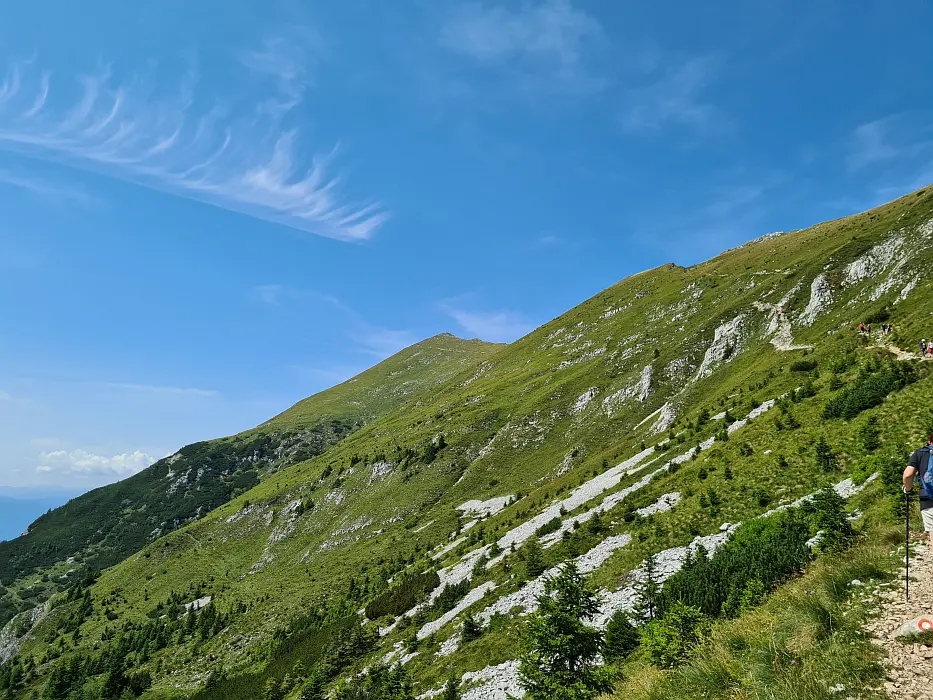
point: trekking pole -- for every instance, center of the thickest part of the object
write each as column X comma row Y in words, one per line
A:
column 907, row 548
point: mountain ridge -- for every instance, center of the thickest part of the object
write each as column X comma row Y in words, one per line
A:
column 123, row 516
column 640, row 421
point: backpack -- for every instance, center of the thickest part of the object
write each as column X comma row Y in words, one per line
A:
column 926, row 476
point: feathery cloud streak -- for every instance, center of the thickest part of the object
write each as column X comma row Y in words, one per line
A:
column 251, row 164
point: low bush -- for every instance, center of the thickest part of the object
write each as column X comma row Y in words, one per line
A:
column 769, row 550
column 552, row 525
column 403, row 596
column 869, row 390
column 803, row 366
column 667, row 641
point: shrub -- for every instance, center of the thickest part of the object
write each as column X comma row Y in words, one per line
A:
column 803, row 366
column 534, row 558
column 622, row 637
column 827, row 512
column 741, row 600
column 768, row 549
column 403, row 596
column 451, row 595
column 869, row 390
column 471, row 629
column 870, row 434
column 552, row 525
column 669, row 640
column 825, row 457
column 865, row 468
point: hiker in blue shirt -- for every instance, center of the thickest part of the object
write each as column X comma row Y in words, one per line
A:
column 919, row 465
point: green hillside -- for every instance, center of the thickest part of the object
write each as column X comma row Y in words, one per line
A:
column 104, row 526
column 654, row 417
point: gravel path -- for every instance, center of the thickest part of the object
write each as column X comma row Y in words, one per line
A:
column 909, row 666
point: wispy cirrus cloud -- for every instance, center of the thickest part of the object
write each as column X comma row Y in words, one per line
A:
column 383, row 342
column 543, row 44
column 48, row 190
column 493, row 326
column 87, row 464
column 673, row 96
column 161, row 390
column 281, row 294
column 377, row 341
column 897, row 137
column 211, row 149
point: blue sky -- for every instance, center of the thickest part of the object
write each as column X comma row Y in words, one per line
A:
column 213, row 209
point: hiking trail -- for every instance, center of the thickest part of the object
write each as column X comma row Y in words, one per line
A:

= = = =

Aim of the exercise: Can you lay out the lines above, from the one containing "point: wispy cirrus" through the one containing "column 211, row 149", inclusive, as a Markdown table with columns Index and Line, numbering each line in order and leaving out any blank lines?

Exercise result:
| Index | Line |
|---|---|
| 1 | point: wispy cirrus cloud -- for every instance, center of the thickest part of the object |
| 2 | write each as column X comma row Y in words, one per line |
| 3 | A: |
| 4 | column 383, row 342 |
| 5 | column 543, row 44 |
| 6 | column 48, row 190 |
| 7 | column 493, row 326 |
| 8 | column 87, row 464 |
| 9 | column 673, row 96 |
| 10 | column 161, row 390 |
| 11 | column 281, row 294 |
| 12 | column 377, row 341 |
| 13 | column 897, row 137 |
| 14 | column 211, row 149 |